> Work instructions
Copy every line of the listing exactly.

[Labeled contour entries]
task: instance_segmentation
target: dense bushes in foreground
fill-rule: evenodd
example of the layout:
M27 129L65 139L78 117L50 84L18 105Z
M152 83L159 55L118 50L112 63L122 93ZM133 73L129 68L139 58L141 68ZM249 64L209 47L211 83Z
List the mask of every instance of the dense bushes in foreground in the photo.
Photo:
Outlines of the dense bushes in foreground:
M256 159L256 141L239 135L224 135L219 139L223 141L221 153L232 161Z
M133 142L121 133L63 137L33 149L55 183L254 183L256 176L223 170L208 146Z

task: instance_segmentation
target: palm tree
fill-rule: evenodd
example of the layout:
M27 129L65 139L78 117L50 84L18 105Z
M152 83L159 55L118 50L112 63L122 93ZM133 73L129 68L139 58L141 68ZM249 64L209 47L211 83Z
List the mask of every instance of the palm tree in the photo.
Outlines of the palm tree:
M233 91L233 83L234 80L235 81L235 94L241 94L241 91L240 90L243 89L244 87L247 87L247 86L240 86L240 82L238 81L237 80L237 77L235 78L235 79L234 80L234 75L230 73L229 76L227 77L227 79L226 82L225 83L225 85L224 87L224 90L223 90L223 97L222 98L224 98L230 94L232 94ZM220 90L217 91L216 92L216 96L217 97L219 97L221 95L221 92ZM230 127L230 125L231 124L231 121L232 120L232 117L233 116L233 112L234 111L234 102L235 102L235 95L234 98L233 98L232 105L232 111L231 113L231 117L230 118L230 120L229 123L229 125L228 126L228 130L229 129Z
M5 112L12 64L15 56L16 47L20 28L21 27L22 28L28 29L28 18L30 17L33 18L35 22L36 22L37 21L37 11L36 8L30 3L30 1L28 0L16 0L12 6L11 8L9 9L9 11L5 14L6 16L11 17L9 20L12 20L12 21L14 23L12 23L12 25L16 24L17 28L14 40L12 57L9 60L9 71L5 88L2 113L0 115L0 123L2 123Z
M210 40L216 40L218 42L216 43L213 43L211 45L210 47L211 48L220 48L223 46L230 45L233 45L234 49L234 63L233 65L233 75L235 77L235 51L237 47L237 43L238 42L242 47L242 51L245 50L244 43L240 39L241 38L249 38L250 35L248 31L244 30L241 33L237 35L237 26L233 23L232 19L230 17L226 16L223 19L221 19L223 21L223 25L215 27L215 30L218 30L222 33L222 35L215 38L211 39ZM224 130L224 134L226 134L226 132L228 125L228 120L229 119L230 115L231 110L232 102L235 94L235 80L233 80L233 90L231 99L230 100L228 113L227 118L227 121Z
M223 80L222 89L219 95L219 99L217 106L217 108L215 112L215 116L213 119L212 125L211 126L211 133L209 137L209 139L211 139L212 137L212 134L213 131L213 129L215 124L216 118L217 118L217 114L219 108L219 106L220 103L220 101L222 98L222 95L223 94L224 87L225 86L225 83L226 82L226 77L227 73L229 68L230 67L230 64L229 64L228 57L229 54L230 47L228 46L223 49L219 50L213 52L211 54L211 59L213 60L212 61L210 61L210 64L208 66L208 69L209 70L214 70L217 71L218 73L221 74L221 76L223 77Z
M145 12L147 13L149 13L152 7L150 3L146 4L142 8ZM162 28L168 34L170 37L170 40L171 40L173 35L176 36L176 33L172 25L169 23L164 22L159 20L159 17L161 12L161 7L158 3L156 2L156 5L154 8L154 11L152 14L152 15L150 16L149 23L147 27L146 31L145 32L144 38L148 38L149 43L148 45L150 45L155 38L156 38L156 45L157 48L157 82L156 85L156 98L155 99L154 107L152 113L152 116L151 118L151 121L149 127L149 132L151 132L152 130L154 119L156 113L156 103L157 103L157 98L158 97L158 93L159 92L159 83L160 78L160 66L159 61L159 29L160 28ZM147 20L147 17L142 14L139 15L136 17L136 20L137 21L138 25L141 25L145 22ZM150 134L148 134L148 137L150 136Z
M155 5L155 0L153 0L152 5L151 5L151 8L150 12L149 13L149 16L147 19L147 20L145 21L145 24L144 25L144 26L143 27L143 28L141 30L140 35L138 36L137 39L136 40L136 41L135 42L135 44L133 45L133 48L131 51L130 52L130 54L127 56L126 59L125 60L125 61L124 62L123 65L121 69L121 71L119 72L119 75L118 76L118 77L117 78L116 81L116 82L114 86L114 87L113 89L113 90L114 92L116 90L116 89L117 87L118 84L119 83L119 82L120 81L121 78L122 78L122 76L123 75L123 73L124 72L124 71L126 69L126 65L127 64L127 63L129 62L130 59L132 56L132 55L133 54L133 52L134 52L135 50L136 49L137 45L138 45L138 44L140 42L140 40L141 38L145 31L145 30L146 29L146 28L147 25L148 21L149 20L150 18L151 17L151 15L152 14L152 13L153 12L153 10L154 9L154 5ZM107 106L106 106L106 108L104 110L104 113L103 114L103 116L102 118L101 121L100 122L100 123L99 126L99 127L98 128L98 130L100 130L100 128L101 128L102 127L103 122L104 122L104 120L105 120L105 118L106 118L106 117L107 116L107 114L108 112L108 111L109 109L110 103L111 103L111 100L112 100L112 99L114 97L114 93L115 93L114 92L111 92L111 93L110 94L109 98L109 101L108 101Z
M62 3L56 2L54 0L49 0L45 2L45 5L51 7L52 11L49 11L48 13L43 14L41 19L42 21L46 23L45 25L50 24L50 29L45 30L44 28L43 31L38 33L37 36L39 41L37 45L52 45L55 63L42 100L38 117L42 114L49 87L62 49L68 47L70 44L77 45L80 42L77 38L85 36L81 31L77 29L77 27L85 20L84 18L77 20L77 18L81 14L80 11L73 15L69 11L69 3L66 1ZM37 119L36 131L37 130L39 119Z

> Exercise answer
task: instance_segmentation
target: dense bushes in foreground
fill-rule: evenodd
example of the layout:
M27 129L65 139L78 117L50 84L18 105Z
M152 83L159 55L118 50L112 63L122 93ZM133 73L129 68L139 58L141 68ZM249 64L209 47L211 83Z
List the mask of every instance of the dense bushes in foreground in the photo.
Photo:
Outlines of the dense bushes in foreground:
M256 159L256 141L239 135L224 135L219 139L223 141L221 153L232 161Z
M133 142L121 133L63 137L33 149L55 183L254 183L256 176L223 170L208 146Z

task: instance_segmentation
target: palm tree
fill-rule: evenodd
example of the layout:
M27 129L65 139L78 117L50 84L18 105Z
M152 83L159 55L118 50L112 63L122 93ZM133 73L129 68L139 58L141 68ZM249 64L209 47L211 83Z
List the mask of every instance of the palm tree in the photo.
Outlines of the palm tree:
M233 91L233 83L234 80L235 81L235 94L241 94L241 91L240 90L243 89L244 87L247 87L247 86L240 86L240 82L238 81L237 80L237 77L235 78L235 79L234 80L234 75L230 73L229 76L227 77L227 79L226 82L225 83L225 85L224 87L224 90L223 90L223 97L222 98L224 98L230 94L232 94ZM220 90L217 91L216 92L216 96L217 97L219 97L221 95L221 92ZM230 127L230 125L231 124L231 121L232 120L232 117L233 116L233 112L234 111L234 102L235 102L235 95L234 98L233 98L232 105L232 111L231 113L231 117L230 118L230 120L229 123L229 125L228 126L228 130L229 129Z
M5 112L12 64L15 56L16 47L20 28L21 27L22 28L28 29L28 18L30 17L33 18L35 22L36 22L37 21L37 11L36 8L30 3L30 1L28 0L16 0L12 6L11 8L9 9L9 11L5 14L6 16L11 17L9 20L12 20L12 21L14 23L12 23L12 25L16 24L17 28L14 40L12 57L9 60L9 71L5 88L2 113L0 115L0 123L2 123Z
M210 40L216 40L218 42L216 43L213 43L211 45L210 47L211 48L220 48L223 46L230 45L233 45L234 49L234 63L233 65L233 75L235 77L235 51L237 47L237 43L238 42L242 47L242 51L245 50L244 43L240 39L241 38L249 38L250 35L248 31L244 30L241 33L237 35L237 26L233 23L232 19L230 17L226 16L223 19L221 19L223 21L223 25L215 27L215 30L218 30L222 33L222 35L215 38L211 39ZM224 130L224 134L226 134L226 132L228 125L228 120L229 119L230 115L231 110L232 102L235 94L235 80L233 80L233 90L231 99L230 100L228 113L227 118L227 121Z
M223 80L222 89L219 95L219 99L217 106L217 108L215 112L215 116L213 119L212 125L211 126L211 133L209 137L209 139L211 139L212 137L212 134L213 131L213 129L215 124L216 118L217 118L217 114L219 108L219 106L220 103L220 101L222 98L222 95L223 94L224 87L225 86L225 83L226 82L226 77L227 73L229 68L230 67L230 64L229 64L228 57L229 54L230 47L228 46L223 49L219 50L213 52L211 54L211 59L213 60L212 61L210 61L210 64L208 66L208 69L209 70L214 70L217 71L218 73L221 74L221 76L223 77Z
M145 12L147 13L149 13L152 7L150 3L146 4L142 8ZM162 28L168 34L170 37L170 40L171 40L173 35L176 36L176 33L172 25L169 23L164 22L159 20L159 17L161 12L161 7L158 3L156 2L156 5L154 8L154 11L152 14L152 15L150 16L149 23L147 27L146 31L145 32L144 38L148 38L149 43L148 45L150 45L155 38L156 38L156 45L157 48L157 82L156 85L156 98L155 99L154 107L152 113L152 116L151 118L151 121L149 127L149 132L151 132L152 130L154 119L156 113L156 103L157 103L157 98L158 97L158 93L159 92L159 83L160 78L160 66L159 61L159 29L160 28ZM147 20L147 17L142 14L139 15L136 17L136 20L137 21L138 25L141 25L145 22ZM150 134L148 134L148 137L150 136Z
M155 5L155 0L153 0L152 5L151 5L151 8L150 12L149 13L149 16L147 19L147 20L145 21L145 24L144 25L144 26L143 27L143 28L141 30L140 35L138 36L137 39L136 40L136 41L135 42L135 44L133 45L133 48L131 51L130 52L130 54L127 56L126 59L125 60L125 61L124 62L123 65L121 69L121 71L119 72L119 75L118 76L118 77L117 78L116 81L116 82L114 86L114 87L113 89L113 90L114 92L116 90L116 89L117 87L118 84L119 83L119 82L120 81L121 78L122 78L122 76L123 75L123 73L124 72L124 71L126 69L126 65L127 64L127 63L129 62L130 59L132 56L132 55L133 54L133 52L134 52L135 50L136 49L137 45L138 45L138 44L140 42L140 40L141 38L145 31L145 30L146 29L146 28L147 25L148 21L149 20L150 18L151 17L151 15L152 14L152 13L153 12L153 10L154 9L154 5ZM107 106L106 106L106 108L104 110L104 113L103 114L103 116L102 118L101 121L100 122L100 123L99 126L99 127L98 128L98 130L100 130L100 128L101 128L102 127L103 122L104 122L104 120L105 120L105 118L106 118L106 117L107 116L107 114L108 112L108 111L109 109L110 103L111 103L111 100L112 100L112 99L114 97L114 93L115 93L114 92L111 92L111 93L110 94L109 98L109 101L108 101Z
M62 3L56 2L54 0L49 0L45 2L45 5L51 7L52 11L49 11L48 13L43 14L41 19L42 21L46 23L45 25L50 24L50 29L45 30L44 28L43 31L38 33L37 36L39 41L37 45L52 45L55 63L42 100L38 117L42 114L49 87L62 49L68 47L70 44L77 45L80 42L77 38L85 36L81 31L77 29L77 27L85 20L84 18L77 20L77 18L81 14L80 11L73 15L69 11L69 3L66 1ZM37 119L36 131L37 130L39 119Z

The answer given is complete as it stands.